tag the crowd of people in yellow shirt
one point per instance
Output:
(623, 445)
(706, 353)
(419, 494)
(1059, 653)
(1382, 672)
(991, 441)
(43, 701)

### GOAL
Pull out every line above and reproduce each one without any change.

### SOLUTION FOR THIS PROBLEM
tag the crowd of people in yellow shirt
one point per instance
Output:
(623, 445)
(706, 353)
(419, 494)
(1059, 653)
(1382, 672)
(991, 441)
(43, 701)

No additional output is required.